**Tus instrucciones:** Por favor, convierte en una lista breve el párrafo del texto sobre el espacio interior que empieza con «El artista moderno está de golpe», sin perder sus datos principales.

**Fragmento del documento:**
──────────────────────────────

El espacio interior

Luis Fernando Charry
18 de junio de 2022 - 05:30 a. m.

Hay en el desarrollo de la poesía modernista hispanoamericana una cierta fascinación por el espacio interior, un espacio que vendría a ser, de acuerdo con Walter Benjamin y su ya celebérrima cartografía espiritual del París del siglo XIX, “el asilo donde se refugia el arte”. Esta fascinación por los espacios interiores poblados de objetos, objetos de lujo que por su naturaleza tienen un “valor” (valor mercantil, valor de cambio), consolida el advenimiento del “coleccionista” benjaminiano. Al respecto del intèrieur de Benjamin, Rafael Gutiérrez Girardot afirma: “Para el burgués, el espacio de vida entra en contraposición por primera vez con el lugar de trabajo. El primero se constituye en el intèrieur. La oficina es su complemento. El burgués, quien en la oficina tiene en cuenta la realidad, pide del intèrieur que lo distraiga en sus ilusiones (…). Para el burgués, este constituye el universo. En él reúne la lejanía y el pasado. Su salón es un palco en el teatro del mundo”.

El artista moderno está de golpe en una encrucijada. Y para salir airoso tiene la obligación de transformarse en un ser “anfibio” (término hegeliano que tal vez habría enfurecido a Schopenhauer), o sea, en un ser que tiene que vivir en dos mundos contradictorios: el mundo (público) de la oficina y el mundo (privado) del hogar. Así los caracteriza Ángel Rama: “Centenares de implementos —cortinas, alfombras, muebles, espejos, cuadros, lámparas, bibelots de todo tipo, aunque mayoritariamente importados y productos de una técnica más refinada— colman el espacio interior sin dejar un solo resquicio. El significado de esta acumulación se patentiza en relación con las paredes desnudas del taller, al austero cuero del bufete del abogado, a la fealdad de la oficina pública (…)”.

──────────────────────────────

**Información registrada:**
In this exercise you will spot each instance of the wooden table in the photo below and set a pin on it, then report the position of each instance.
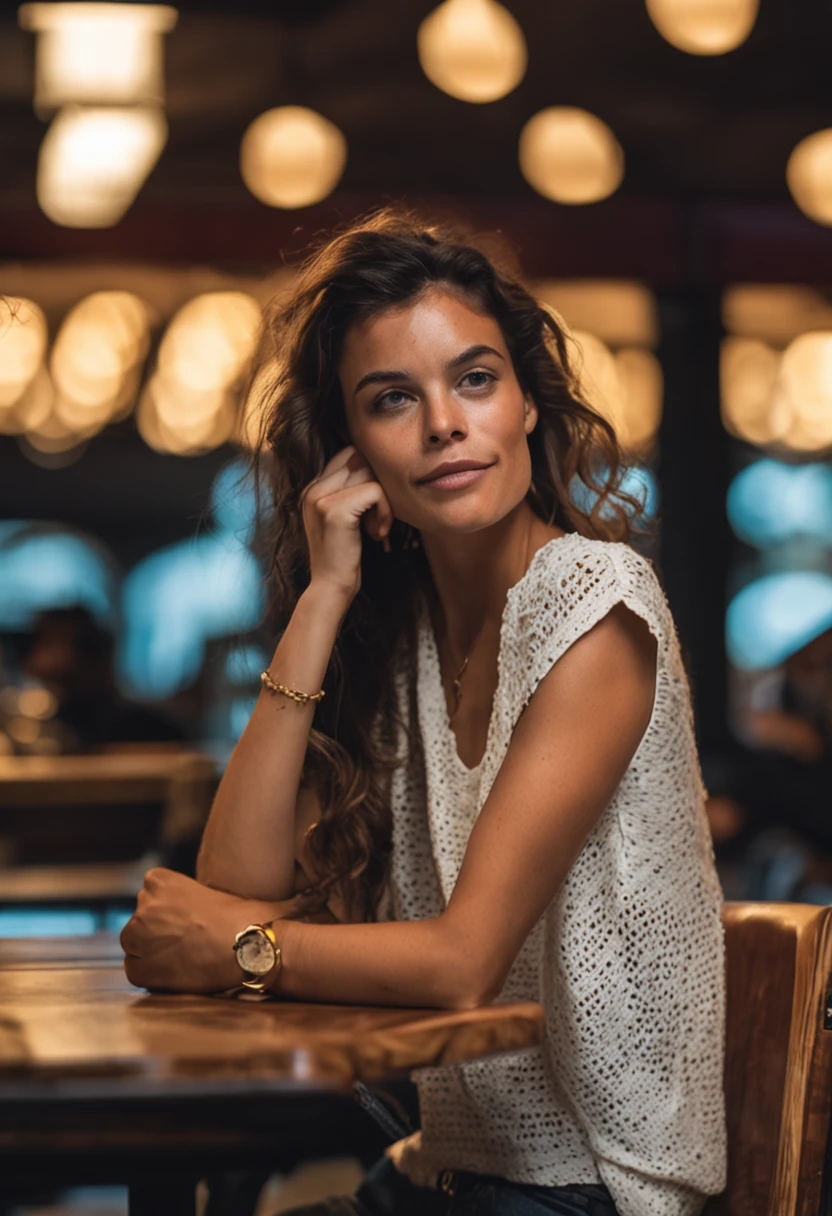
(102, 1082)
(76, 809)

──────────────────────────────

**Resultado de la tarea:**
- El artista moderno se encuentra de golpe en una encrucijada.
- Para salir airoso debe volverse un ser «anfibio» (término hegeliano), que vive en dos mundos contradictorios: el público de la oficina y el privado del hogar.
- Según Ángel Rama, cientos de objetos llenan el espacio interior sin dejar resquicio. Son cortinas, alfombras, muebles, espejos, cuadros, lámparas y bibelots, en su mayoría importados.
- Esa acumulación cobra sentido frente a las paredes desnudas del taller, el austero cuero del bufete del abogado y la fealdad de la oficina pública.